(Some rows)
_ _ _ _ _ _ _

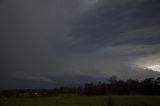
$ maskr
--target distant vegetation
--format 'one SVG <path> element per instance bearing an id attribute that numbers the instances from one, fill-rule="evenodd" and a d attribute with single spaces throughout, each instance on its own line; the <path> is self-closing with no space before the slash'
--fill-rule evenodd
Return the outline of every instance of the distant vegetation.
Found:
<path id="1" fill-rule="evenodd" d="M 160 106 L 160 96 L 54 96 L 8 98 L 0 106 Z"/>
<path id="2" fill-rule="evenodd" d="M 105 96 L 105 95 L 160 95 L 160 77 L 139 80 L 117 80 L 113 76 L 109 83 L 86 83 L 82 87 L 60 87 L 55 89 L 19 89 L 0 91 L 0 97 L 49 97 L 49 96 Z"/>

_ _ _ _ _ _ _

*Instruction*.
Edit the rows above by changing "distant vegetation" to "background foliage" and keeping everything else the same. Leave the pictures out of your version.

*Response to this exercise*.
$ maskr
--target background foliage
--format 'one SVG <path> element per instance bearing an id attribute that numbers the instances from one, fill-rule="evenodd" and a d attribute with single spaces throughout, each instance on its own line; the <path> is self-closing with no space before the slash'
--fill-rule evenodd
Return the outline of every instance of the background foliage.
Found:
<path id="1" fill-rule="evenodd" d="M 160 106 L 160 96 L 54 96 L 8 98 L 0 106 Z"/>
<path id="2" fill-rule="evenodd" d="M 105 96 L 105 95 L 160 95 L 160 77 L 139 80 L 117 80 L 113 76 L 109 83 L 86 83 L 82 87 L 60 87 L 55 89 L 19 89 L 0 91 L 0 97 L 49 97 L 49 96 Z"/>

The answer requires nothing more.